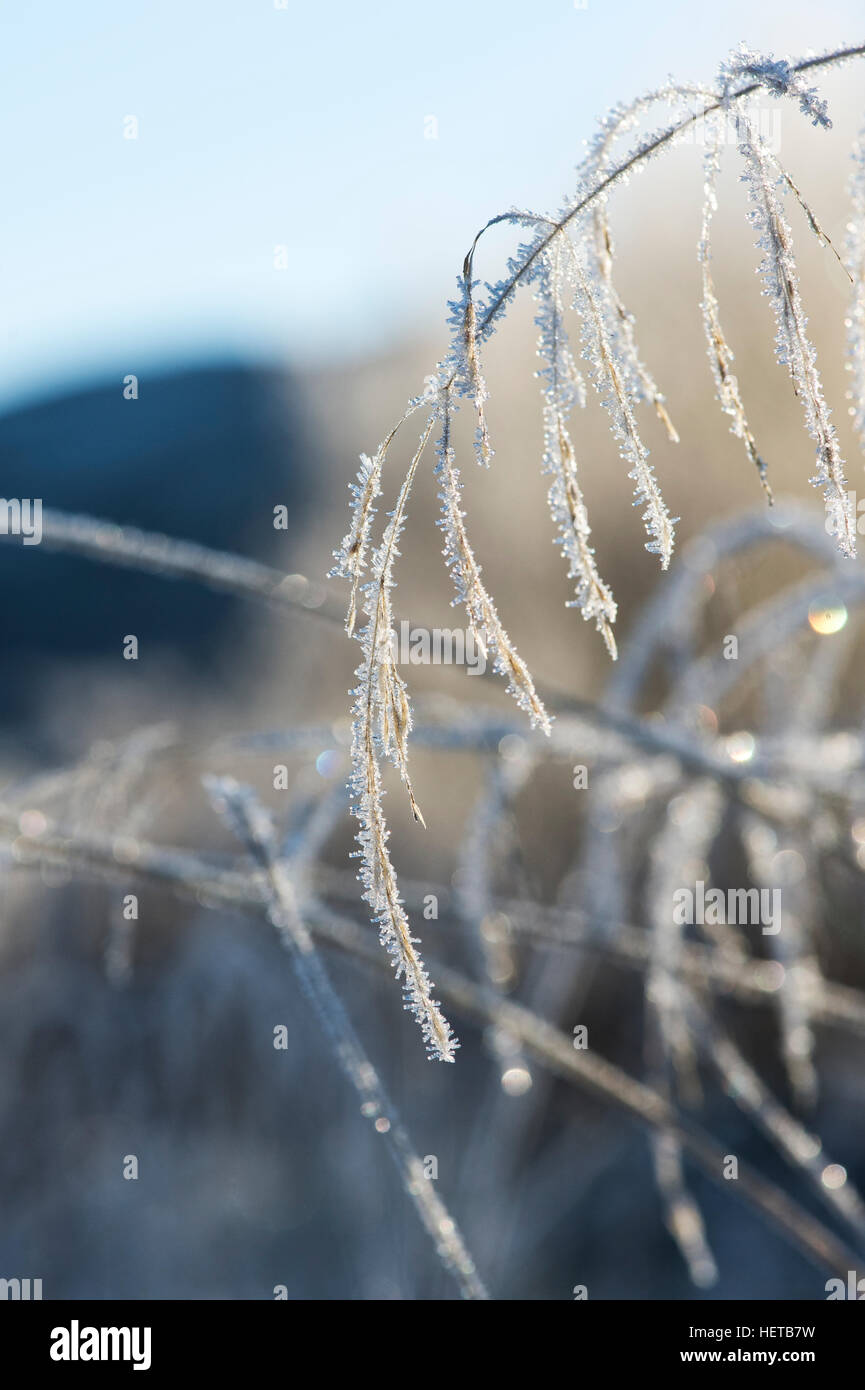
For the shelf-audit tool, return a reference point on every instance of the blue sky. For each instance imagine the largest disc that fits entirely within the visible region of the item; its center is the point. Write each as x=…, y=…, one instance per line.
x=301, y=127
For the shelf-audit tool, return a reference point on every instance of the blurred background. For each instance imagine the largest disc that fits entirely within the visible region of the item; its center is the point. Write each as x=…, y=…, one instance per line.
x=259, y=213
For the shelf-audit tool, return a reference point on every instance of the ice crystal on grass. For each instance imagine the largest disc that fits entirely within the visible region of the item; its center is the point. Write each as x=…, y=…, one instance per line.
x=793, y=346
x=779, y=77
x=568, y=262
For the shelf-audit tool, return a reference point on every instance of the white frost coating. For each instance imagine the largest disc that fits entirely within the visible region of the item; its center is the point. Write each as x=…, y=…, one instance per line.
x=793, y=348
x=562, y=389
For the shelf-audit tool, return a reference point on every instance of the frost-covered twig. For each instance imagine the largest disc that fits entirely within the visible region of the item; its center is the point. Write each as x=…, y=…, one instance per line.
x=252, y=823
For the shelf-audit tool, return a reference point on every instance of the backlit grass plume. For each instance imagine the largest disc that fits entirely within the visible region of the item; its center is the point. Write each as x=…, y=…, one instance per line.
x=586, y=335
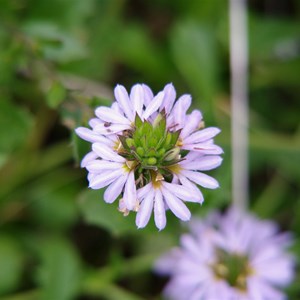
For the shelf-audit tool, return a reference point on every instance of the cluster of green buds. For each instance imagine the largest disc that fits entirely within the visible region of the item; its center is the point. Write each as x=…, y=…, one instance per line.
x=233, y=268
x=150, y=149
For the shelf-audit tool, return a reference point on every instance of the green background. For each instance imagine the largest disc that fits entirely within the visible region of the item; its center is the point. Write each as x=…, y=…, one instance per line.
x=58, y=60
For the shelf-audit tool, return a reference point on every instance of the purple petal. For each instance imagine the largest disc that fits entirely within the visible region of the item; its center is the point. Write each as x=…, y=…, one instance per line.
---+---
**Written problem:** Copy the items above word for word, starting at the line that contains "of the backlit" and ending at the line that contains "x=150, y=149", and leave the pictures out of your answer.

**Task result:**
For the shelf-audit tool, return a reference point on every instance of the backlit grass plume. For each instance imagine the largest disc that fits entirely within the visible region of the item; its center is the point. Write each as x=…, y=…, one instance per line.
x=586, y=335
For the shelf-audit tool, return a reference point on every instance of the cluster of green buds. For each instance imagine the largest disc that fits entirely within the visible region of the item; its center is the point. Write each as x=…, y=…, one instance per line.
x=233, y=268
x=150, y=149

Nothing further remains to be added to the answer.